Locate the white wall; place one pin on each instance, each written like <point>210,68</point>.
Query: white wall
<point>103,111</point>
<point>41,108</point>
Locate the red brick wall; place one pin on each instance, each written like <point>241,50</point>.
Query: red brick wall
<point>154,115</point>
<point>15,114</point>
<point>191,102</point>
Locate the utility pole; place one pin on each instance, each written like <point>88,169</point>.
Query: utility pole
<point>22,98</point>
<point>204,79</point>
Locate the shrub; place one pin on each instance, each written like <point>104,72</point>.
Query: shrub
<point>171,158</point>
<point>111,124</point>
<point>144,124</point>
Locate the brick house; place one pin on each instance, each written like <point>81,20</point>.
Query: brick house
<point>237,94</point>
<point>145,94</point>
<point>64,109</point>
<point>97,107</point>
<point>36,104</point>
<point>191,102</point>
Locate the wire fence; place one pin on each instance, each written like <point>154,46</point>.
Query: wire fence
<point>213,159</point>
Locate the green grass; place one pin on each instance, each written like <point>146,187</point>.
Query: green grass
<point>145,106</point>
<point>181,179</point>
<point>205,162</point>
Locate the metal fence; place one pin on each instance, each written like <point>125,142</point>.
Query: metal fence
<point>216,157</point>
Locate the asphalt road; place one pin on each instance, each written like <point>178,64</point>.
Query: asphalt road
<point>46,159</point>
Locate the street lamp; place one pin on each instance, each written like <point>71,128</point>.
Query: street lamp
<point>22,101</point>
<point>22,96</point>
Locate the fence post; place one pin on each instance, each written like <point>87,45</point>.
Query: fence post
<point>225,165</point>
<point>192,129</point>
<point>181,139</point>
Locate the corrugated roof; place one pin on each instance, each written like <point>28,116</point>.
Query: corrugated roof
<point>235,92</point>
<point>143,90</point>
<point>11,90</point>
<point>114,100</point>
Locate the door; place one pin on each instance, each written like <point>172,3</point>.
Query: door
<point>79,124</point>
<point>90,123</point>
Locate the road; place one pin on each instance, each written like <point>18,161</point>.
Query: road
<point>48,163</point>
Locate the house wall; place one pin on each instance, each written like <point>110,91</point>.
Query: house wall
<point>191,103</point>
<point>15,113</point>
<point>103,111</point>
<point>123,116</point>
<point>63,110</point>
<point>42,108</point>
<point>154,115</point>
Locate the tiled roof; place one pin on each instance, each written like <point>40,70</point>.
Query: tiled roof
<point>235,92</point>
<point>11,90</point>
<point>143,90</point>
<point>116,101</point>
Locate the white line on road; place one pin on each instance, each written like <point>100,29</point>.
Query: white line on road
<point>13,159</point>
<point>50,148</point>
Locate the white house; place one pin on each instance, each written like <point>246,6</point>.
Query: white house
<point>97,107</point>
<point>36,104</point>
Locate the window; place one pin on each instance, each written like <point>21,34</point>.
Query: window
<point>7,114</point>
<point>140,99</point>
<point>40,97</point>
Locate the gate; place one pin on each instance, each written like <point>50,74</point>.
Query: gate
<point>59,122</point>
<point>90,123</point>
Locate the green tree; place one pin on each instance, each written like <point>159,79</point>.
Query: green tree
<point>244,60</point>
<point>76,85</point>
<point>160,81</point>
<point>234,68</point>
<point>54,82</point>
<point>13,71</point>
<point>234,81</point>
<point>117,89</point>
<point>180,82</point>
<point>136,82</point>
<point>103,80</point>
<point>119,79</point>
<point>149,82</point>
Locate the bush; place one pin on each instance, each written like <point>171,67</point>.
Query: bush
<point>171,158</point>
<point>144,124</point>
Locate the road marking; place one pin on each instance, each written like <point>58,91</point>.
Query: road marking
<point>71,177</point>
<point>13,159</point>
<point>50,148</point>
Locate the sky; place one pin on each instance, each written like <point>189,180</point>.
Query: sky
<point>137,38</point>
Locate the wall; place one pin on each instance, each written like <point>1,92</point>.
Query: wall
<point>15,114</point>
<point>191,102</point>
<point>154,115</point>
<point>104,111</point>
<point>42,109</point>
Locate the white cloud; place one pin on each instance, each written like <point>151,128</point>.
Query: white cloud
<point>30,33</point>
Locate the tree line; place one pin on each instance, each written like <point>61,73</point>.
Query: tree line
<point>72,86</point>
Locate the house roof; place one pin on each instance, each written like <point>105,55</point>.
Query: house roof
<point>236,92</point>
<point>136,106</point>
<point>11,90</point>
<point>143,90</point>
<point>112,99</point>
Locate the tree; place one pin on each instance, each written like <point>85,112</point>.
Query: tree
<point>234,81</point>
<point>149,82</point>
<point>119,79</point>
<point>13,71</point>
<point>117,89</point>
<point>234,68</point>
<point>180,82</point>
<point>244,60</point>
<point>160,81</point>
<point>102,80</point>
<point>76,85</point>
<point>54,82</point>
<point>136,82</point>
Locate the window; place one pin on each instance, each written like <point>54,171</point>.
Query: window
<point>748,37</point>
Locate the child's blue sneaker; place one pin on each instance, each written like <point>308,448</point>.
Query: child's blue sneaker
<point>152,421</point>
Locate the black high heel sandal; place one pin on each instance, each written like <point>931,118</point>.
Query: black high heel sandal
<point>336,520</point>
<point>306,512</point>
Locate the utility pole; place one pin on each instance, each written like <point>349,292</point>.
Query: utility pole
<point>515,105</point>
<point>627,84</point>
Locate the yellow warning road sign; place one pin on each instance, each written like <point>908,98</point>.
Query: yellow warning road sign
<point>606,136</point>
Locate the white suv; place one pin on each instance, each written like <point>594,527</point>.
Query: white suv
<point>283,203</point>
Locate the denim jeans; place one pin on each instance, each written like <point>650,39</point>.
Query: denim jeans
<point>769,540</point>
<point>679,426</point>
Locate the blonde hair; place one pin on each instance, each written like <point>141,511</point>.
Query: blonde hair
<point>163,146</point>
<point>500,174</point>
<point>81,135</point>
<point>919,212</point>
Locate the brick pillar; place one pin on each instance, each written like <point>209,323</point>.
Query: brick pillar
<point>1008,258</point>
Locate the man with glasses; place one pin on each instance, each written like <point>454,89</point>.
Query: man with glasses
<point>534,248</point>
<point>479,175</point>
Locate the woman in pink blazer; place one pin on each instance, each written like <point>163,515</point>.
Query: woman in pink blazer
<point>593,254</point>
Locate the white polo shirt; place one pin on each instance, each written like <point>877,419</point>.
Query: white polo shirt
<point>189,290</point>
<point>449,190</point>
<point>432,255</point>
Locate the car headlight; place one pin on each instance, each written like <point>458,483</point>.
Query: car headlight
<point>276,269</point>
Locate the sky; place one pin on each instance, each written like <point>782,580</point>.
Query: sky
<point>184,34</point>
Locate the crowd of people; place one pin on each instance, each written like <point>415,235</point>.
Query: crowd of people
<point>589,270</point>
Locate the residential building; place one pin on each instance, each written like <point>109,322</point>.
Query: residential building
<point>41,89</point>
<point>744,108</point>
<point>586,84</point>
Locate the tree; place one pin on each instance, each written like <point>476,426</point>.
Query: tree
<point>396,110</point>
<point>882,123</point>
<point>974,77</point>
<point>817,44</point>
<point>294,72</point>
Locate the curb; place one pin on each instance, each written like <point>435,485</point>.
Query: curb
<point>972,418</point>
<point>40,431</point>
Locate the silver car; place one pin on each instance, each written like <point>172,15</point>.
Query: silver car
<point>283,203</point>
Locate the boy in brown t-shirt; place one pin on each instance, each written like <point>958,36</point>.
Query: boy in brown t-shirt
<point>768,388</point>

## [Problem]
Please copy all of the data above exactly.

## [Answer to this task]
Locate the white wall; place one pin on each instance, each written like <point>210,68</point>.
Query: white wall
<point>103,111</point>
<point>41,108</point>
Locate the red brick wall; place one pin on each instance, each written like <point>241,50</point>.
Query: red brick wall
<point>154,115</point>
<point>15,114</point>
<point>191,102</point>
Locate the utility pole; place one pin on each instance, each written like <point>88,169</point>.
Query: utility pole
<point>22,98</point>
<point>204,79</point>
Locate the shrub; place one pin on each instance, each written like <point>104,72</point>.
Query: shrub
<point>171,158</point>
<point>111,124</point>
<point>144,124</point>
Locate the brick house; place one pin on each instance, each written like <point>81,20</point>.
Query: brick house
<point>237,94</point>
<point>145,94</point>
<point>64,109</point>
<point>97,107</point>
<point>36,104</point>
<point>191,102</point>
Locate the wire fence; place one pin on each instance, each written like <point>154,46</point>.
Query: wire fence
<point>213,159</point>
Locate the green grass; place one pin on each instance, each written like <point>146,187</point>.
Query: green grass
<point>145,106</point>
<point>181,179</point>
<point>205,162</point>
Locate the metal fence; place one pin on each instance, each written like <point>125,142</point>.
Query: metal fence
<point>216,157</point>
Locate the asphalt road; place one pin on each instance, each written like <point>178,64</point>.
Query: asphalt road
<point>46,159</point>
Locate the street lamp; place one pin on each instance, each written like <point>71,128</point>.
Query: street lamp
<point>22,101</point>
<point>22,96</point>
Locate the fence post; place one pin on each instance, each written like <point>87,45</point>.
Query: fence post
<point>225,165</point>
<point>192,129</point>
<point>181,139</point>
Locate the corrugated roof; place one pin on each instance, each written like <point>28,116</point>.
Query: corrugated roof
<point>235,92</point>
<point>143,90</point>
<point>11,90</point>
<point>114,100</point>
Locate the door; place one pin on each instance, each written like <point>172,3</point>.
Query: door
<point>79,124</point>
<point>90,123</point>
Locate the road; place one pin on each instance, each written like <point>18,161</point>.
Query: road
<point>48,163</point>
Locate the house wall; place one pin on each instance, each written like <point>110,91</point>.
Query: house wall
<point>191,103</point>
<point>15,113</point>
<point>103,111</point>
<point>123,116</point>
<point>63,110</point>
<point>42,108</point>
<point>154,115</point>
Locate the tiled roof; place one pin on each instance, each written like <point>40,70</point>.
Query: tiled roof
<point>235,92</point>
<point>11,90</point>
<point>143,90</point>
<point>116,101</point>
Locate the white line on road; place one pin on each instance, each written like <point>100,29</point>.
Query: white line on road
<point>13,159</point>
<point>50,148</point>
Locate the white house; place one pin on each instance, each written like <point>246,6</point>.
Query: white house
<point>97,107</point>
<point>36,104</point>
Locate the window; place one pin on each instance, each written like <point>21,34</point>.
Query: window
<point>7,114</point>
<point>140,99</point>
<point>40,97</point>
Locate the gate; place one pin on each instance, each written like <point>50,74</point>.
Query: gate
<point>59,122</point>
<point>90,123</point>
Locate the green tree; place one pin on each instance, each written like <point>159,79</point>.
Query: green tree
<point>244,60</point>
<point>76,85</point>
<point>160,81</point>
<point>234,68</point>
<point>54,82</point>
<point>13,71</point>
<point>234,81</point>
<point>117,89</point>
<point>180,82</point>
<point>136,82</point>
<point>103,80</point>
<point>119,79</point>
<point>149,82</point>
Locate the bush; place one pin on each instance, each written like <point>171,67</point>.
Query: bush
<point>171,158</point>
<point>144,124</point>
Locate the road marking; place one pin on each instance, each written like <point>58,91</point>.
Query: road marking
<point>71,177</point>
<point>13,159</point>
<point>50,148</point>
Locate the sky; place one pin on each instance, each written like <point>189,180</point>.
Query: sky
<point>137,38</point>
Locate the wall; place one pin on each instance, each written like <point>1,92</point>.
Query: wall
<point>15,114</point>
<point>191,102</point>
<point>154,115</point>
<point>104,111</point>
<point>42,109</point>
Locate the white cloud; place one pin on each instance, each written like <point>151,128</point>.
Query: white cloud
<point>30,33</point>
Locate the tree line; place one pin on each instance, each written like <point>61,73</point>.
Query: tree line
<point>72,86</point>
Locate the house roof; place one pin on each instance, each written like <point>105,55</point>.
Query: house roof
<point>236,92</point>
<point>136,106</point>
<point>11,90</point>
<point>143,90</point>
<point>112,99</point>
Locate the tree; place one pin on each instance, each written like <point>85,112</point>.
Query: tree
<point>234,81</point>
<point>149,82</point>
<point>119,79</point>
<point>13,71</point>
<point>117,89</point>
<point>234,68</point>
<point>180,82</point>
<point>244,60</point>
<point>160,81</point>
<point>102,80</point>
<point>76,85</point>
<point>54,82</point>
<point>136,82</point>
Locate the window; place one pin on each instance, each written like <point>54,171</point>.
Query: window
<point>748,37</point>
Locate the child's blue sneaker; place one pin on each instance, each written like <point>308,448</point>.
Query: child's blue sneaker
<point>152,421</point>
Locate the black high heel sandal; place one pin on each instance, each written like <point>931,118</point>.
Query: black high heel sandal
<point>336,520</point>
<point>306,512</point>
Locate the utility pole; place one pin on each instance, each written like <point>349,292</point>.
Query: utility pole
<point>515,105</point>
<point>627,84</point>
Locate the yellow warning road sign; place one pin on each instance, each written like <point>908,98</point>.
Query: yellow warning road sign
<point>606,136</point>
Locate the white suv; place one pin on each instance, each written like <point>594,527</point>.
Query: white suv
<point>283,203</point>
Locate the denim jeans; place one pin on each instance, each written like <point>650,39</point>.
Query: denim jeans
<point>769,540</point>
<point>679,426</point>
Locate the blonde hair; place one pin on each instance, each written like <point>141,511</point>.
Query: blonde hair
<point>163,146</point>
<point>500,174</point>
<point>81,135</point>
<point>919,212</point>
Locate the brick pillar; place one pin on each instance, each written like <point>209,323</point>.
Query: brick pillar
<point>1008,258</point>
Locate the man with glasses; place one pin on each instance, each written like <point>454,89</point>.
Query: man with glasses
<point>534,248</point>
<point>479,175</point>
Locate the woman in pink blazer; place one pin on each instance, each written like <point>163,515</point>.
Query: woman in pink blazer
<point>593,254</point>
Locate the white polo shirt; place one pin on each instance, each written like <point>877,419</point>.
Query: white polo shirt
<point>189,290</point>
<point>449,190</point>
<point>432,255</point>
Locate the car headlight; place one pin on each instance, each written like <point>458,483</point>.
Query: car headlight
<point>276,269</point>
Locate the sky; place one pin on each instance, each written like <point>782,580</point>.
Query: sky
<point>184,34</point>
Locate the crowd of people; place one pin on each instance, each written like <point>415,235</point>.
Query: crowd of people
<point>589,270</point>
Locate the residential building; place one pin on each instance, each written like <point>109,322</point>.
Query: residential building
<point>41,89</point>
<point>744,108</point>
<point>586,84</point>
Locate the tree; place one pin on each instance, each written like <point>476,426</point>.
Query: tree
<point>396,110</point>
<point>882,123</point>
<point>974,77</point>
<point>817,44</point>
<point>294,72</point>
Locate the curb; place one pin on each instance, each written like <point>435,485</point>.
Query: curb
<point>972,418</point>
<point>40,431</point>
Locate the silver car; place one pin on each instance, each written like <point>172,15</point>.
Query: silver car
<point>283,203</point>
Locate the boy in brown t-shirt; place one pin on each instance, each written like <point>958,36</point>.
Query: boy in brown t-shirt
<point>768,388</point>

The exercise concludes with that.